Your assignment:
Only the pictures stay out; every record is to be quoted exactly.

──────── Provided material ────────

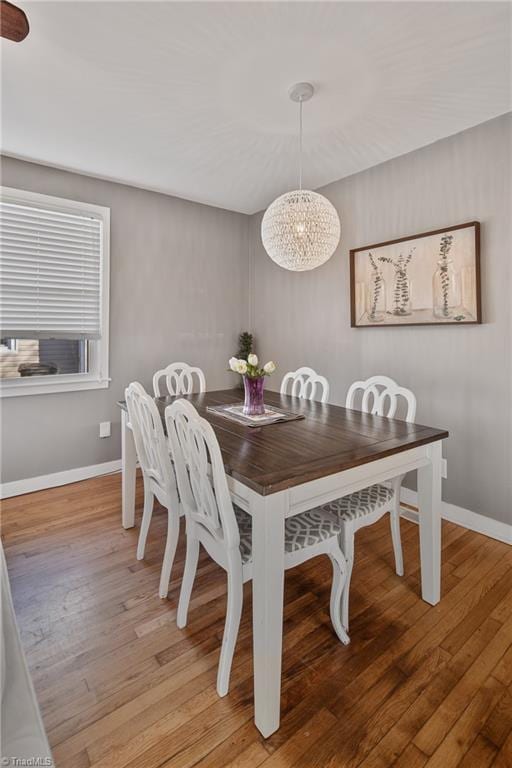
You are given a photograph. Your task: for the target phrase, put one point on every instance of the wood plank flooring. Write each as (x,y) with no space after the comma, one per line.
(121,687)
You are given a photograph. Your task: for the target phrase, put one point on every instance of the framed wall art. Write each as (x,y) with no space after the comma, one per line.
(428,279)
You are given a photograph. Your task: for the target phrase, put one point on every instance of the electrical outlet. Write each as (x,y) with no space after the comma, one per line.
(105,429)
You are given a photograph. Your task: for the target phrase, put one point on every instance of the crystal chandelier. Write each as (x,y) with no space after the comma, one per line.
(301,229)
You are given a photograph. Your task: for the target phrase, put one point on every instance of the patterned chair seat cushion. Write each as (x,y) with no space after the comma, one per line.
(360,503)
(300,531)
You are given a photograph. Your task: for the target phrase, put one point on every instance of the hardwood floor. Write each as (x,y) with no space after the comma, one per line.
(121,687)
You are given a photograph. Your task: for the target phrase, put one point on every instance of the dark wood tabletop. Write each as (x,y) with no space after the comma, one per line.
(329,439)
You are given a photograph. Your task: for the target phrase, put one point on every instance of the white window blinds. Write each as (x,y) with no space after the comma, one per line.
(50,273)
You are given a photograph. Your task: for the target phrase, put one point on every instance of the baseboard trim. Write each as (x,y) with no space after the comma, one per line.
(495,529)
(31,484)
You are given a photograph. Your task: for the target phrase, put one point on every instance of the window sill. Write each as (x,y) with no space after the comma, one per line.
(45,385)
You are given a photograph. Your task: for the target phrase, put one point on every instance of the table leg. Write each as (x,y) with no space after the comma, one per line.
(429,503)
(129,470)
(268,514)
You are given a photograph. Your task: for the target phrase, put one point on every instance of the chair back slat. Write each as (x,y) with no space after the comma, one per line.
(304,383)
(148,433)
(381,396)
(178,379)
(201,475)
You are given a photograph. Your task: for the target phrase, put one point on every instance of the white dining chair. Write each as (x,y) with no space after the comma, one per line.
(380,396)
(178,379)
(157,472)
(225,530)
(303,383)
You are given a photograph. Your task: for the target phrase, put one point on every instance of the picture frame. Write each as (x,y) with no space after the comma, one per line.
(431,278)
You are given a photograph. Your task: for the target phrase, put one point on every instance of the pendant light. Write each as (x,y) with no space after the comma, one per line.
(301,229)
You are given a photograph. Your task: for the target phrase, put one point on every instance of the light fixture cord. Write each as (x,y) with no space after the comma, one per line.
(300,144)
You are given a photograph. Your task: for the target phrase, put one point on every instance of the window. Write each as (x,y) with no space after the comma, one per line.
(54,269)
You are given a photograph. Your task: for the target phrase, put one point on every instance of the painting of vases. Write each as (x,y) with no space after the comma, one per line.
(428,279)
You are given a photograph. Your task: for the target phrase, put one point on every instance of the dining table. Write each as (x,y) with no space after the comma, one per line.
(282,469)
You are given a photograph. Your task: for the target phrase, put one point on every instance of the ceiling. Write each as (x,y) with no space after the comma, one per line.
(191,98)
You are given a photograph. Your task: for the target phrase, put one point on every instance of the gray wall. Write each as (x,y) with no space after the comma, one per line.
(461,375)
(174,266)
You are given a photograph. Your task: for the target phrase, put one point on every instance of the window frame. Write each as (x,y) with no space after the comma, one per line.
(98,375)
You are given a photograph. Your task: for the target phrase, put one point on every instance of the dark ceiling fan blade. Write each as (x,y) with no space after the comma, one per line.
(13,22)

────────

Response area:
You are given a photograph. Your task: for the target phrase, put one point on every instance of the wood plank flooring. Write each as (x,y) with no space after the comma, one per line.
(121,687)
You are given a photograph. Your task: for the target phrase, put one point on every instance of the framed wall art. Write each as (x,y) with no space after the comma, one per line.
(428,279)
You are given a photograph. Your task: for the target phrase, put one point on every instance of the electrical outlet. Write each as (x,y) with no space after the comma, one per line.
(105,429)
You are given a photograph. Your task: for the target phrase, put one point on every instance of the crystal chandelier. Write each as (x,y) with no space after the comma, one per line.
(301,229)
You are given a photograph. Your task: for the target phrase, put one point on every instance of the patterned chair seat cushion. Write each as (x,y) with no space after the comma, one per line.
(360,503)
(300,531)
You are given a photograph. Your task: for the target phrase, put one point on every instance of the hardwood floor. Write each as (x,y) with no space after the comma, one per line.
(121,687)
You are given a photograph. Your task: for the target phrase, put one point on every instance of the dark wood tabletop. Write each as (x,y) with no space after the comma, one per line.
(329,439)
You are given a photograph. Your task: for the target phrase, put one point on every instance of the white window blinds. Write each as (x,y) with no space after the comma, one per line.
(50,273)
You are given a photograph. Your task: for the target phrase, put one point on every instance of the baseboard trim. Write each as (x,y) with no space after the comma, one per line.
(495,529)
(31,484)
You are given a photograph. Your task: for the target phrase, put one point on every instance of the window sill. Write each as (x,y) with no space after the comma, one per line.
(45,385)
You are given a photograph. Your task: for the target phrase, put one point on every instance of the table leg. Write each as (x,y) with no space after the comma, one per line.
(429,503)
(129,470)
(268,514)
You are given a photograph. Your task: for the target phrase, put one point on every instance of the chair back slat. Write each as (x,y) with no space after the comma, one per line.
(304,383)
(148,433)
(381,396)
(178,379)
(201,475)
You are given a photograph. Your task: for the target phrase, put one point on every instance of the white dining chair. Write each as (x,y) with no space after the comma, one per line.
(380,396)
(178,379)
(157,472)
(225,530)
(303,383)
You are given a photograph. Your task: for the target phrase, put one point on every instance of the picture frame. Write each as (x,y) with no space after the comma, one per line.
(431,278)
You are given a photograph. Your task: for the target phrase, put one point on every instance of the pendant light. Write each as (x,y) with no space after the comma, one per line.
(301,229)
You are given a photograph. Your task: for the target phrase, put one point on every instance of the light fixture cord. Write each as (x,y) with no space after the comma, one per line.
(300,144)
You are given a photograph. Your task: for the target phrase, put one point on every instance of the window. Write each as (x,y) with no space after the comma, one per line.
(54,269)
You are given a photograph. Your task: for the target phrase, put one point on every instance of the painting of vases. Write each as (x,y) with no space after the comma, one per line.
(428,279)
You are given a photograph. Your task: for the target phrase, put one point on every instance of the dining table. Write each as (x,y) with no space after the comma, one per line.
(282,469)
You are given a photograph. Your task: for the target phrase, put one point on every instance of the ceiling. Write each as (x,y) with no space after the comma, one per line.
(191,98)
You are given a photograph. Your task: for the target phrase, put one point on every instance of the gray wall. Write each as (x,y) with no space after the comma, one per line.
(461,375)
(174,266)
You are given a photograph. Your task: for the target phrase, put one point on every instance of the window frame. Write each as (x,y) with no space after the comma, one per line.
(98,375)
You are given a photograph. Your task: for the target phrase, put one point on every instance of the dark ceiling fan blade. Write each as (x,y) with no space after the comma, one per line.
(13,22)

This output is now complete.